## Given passage
──────

I identify as asexual. It means that I don't experience sexual attraction and that's why the #NSFL (not safe for Logan) jokes exist. Talks about sex make me uncomfortable, I'm a lot better with it than I used to be but it's still not something I can really...talk...about with people without feeling uneasy. 

 

However! I do identify as a romantic asexual (asexuality is this huuuuge umbrella and the cool thing is that it's going to FINALLY be taught in sex education classes so that kids like me don't go through life thinking they're broken!) As a romantic asexual, I still desire to be in a fully functional romantic relationship. Whereas there are aromantic asexuals who don't want anything to do with romantic relationships! 

 

The real struggle with asexuality is that it's not black and white. As I get older and experience more relationships with people, it has the opportunity to change and grow with me. There is a REALLY good chance that I'll end up identifying as a demisexual which is someone who only experiences sexual attraction when they are "in love" with someone. There's also a chance that it won't happen.

──────

## Exercises to complete
1 – Decide whether each statement agrees with the passage on asexuality. For each one, answer yes or no and quote the words from the passage that decide it. (a) The writer identifies as an aromantic asexual. (b) According to the writer, asexuality is going to be taught in sex education classes. (c) Talks about sex no longer make the writer uncomfortable.
2 – Write what comes next in the passage on asexuality, starting after its final sentence.

──────

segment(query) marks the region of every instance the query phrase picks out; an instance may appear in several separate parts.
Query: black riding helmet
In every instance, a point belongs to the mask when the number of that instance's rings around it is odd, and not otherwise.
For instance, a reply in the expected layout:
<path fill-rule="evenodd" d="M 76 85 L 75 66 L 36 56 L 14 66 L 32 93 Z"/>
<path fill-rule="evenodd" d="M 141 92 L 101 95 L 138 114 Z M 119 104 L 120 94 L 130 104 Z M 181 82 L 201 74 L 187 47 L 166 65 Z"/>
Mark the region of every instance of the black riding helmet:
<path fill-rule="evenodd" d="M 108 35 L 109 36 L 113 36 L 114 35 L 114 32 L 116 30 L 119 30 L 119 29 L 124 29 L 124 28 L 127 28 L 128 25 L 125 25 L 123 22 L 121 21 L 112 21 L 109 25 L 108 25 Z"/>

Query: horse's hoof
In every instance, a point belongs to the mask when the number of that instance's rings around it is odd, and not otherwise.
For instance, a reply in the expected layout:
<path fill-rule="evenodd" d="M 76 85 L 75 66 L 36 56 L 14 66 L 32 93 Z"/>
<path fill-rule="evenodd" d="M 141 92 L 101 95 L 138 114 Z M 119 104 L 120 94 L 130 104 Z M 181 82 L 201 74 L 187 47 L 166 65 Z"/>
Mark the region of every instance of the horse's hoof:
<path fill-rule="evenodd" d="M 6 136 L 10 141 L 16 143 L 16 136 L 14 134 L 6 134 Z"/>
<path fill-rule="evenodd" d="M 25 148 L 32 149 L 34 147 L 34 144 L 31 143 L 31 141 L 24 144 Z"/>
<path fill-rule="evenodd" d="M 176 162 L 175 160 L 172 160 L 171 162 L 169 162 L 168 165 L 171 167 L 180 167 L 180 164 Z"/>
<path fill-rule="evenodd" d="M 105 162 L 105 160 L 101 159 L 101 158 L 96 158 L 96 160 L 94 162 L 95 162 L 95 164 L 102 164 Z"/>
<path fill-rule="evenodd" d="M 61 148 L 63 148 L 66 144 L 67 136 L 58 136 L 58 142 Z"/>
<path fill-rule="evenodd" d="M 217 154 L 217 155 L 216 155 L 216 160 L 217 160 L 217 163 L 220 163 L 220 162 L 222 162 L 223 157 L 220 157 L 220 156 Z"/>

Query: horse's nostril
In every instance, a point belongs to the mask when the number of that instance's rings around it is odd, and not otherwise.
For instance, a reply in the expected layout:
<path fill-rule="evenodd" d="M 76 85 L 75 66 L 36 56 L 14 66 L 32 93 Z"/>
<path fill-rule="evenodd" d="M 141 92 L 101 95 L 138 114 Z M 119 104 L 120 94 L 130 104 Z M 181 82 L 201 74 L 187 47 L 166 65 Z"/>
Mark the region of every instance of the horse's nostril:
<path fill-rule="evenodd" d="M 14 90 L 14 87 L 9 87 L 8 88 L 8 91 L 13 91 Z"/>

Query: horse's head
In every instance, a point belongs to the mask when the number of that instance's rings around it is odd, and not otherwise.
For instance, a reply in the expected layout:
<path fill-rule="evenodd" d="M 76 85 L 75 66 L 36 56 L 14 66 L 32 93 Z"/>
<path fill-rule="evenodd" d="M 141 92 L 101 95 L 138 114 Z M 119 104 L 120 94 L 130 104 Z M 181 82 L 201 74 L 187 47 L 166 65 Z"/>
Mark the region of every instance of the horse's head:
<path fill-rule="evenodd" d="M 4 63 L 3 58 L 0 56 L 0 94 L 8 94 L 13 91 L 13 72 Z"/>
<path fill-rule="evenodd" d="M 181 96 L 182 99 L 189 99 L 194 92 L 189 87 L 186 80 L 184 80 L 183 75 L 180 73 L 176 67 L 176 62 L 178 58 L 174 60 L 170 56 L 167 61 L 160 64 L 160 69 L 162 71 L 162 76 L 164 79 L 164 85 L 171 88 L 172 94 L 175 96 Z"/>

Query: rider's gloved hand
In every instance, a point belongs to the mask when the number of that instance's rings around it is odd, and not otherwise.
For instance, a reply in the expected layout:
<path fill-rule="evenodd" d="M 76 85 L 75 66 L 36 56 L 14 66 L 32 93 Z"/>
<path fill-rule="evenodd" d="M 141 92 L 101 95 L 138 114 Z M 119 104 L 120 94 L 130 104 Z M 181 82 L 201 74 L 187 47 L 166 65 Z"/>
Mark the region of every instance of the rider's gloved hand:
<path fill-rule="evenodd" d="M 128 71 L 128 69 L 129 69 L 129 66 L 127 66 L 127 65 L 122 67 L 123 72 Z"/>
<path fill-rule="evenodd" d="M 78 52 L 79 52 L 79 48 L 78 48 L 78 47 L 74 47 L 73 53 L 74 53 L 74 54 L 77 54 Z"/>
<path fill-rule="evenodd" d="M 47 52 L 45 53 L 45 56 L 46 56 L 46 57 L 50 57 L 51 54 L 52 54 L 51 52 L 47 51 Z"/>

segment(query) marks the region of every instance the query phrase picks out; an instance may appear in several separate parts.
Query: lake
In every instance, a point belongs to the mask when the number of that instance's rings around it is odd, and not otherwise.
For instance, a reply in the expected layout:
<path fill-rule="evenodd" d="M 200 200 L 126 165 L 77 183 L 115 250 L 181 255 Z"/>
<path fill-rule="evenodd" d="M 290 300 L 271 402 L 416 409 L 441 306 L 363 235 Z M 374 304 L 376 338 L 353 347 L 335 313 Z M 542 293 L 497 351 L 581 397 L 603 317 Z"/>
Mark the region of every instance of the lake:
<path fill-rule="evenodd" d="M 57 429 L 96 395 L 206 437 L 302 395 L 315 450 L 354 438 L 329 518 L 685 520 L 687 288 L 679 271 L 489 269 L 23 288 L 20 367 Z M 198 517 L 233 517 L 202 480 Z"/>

──────

## Results in order
1 –
(a) No: "I do identify as a romantic asexual"
(b) Yes: "it's going to FINALLY be taught in sex education classes"
(c) No: "Talks about sex make me uncomfortable"

2 –
 

I used to hate touching all together and I'm starting to learn that it's okay when I really, really trust people. I'm okay with high fives/hugs in general, but if I don't know you well...you can't put an arm on my shoulder or touch my hand. Things like that. I will completely freak out. 

 

 

Basically, sex is a pretty big thing in most relationships. If I'm ever in a committed relationship with someone who isn't asexual (which is probably going to happen because only 1% of the human population identifies this way), it's probably going to be one of our biggest challenges. 

 

That's very cool you know who you are. There has to be someone out there for you who identifies as you do. You're the first asexual I've met (knowingly anyway). :)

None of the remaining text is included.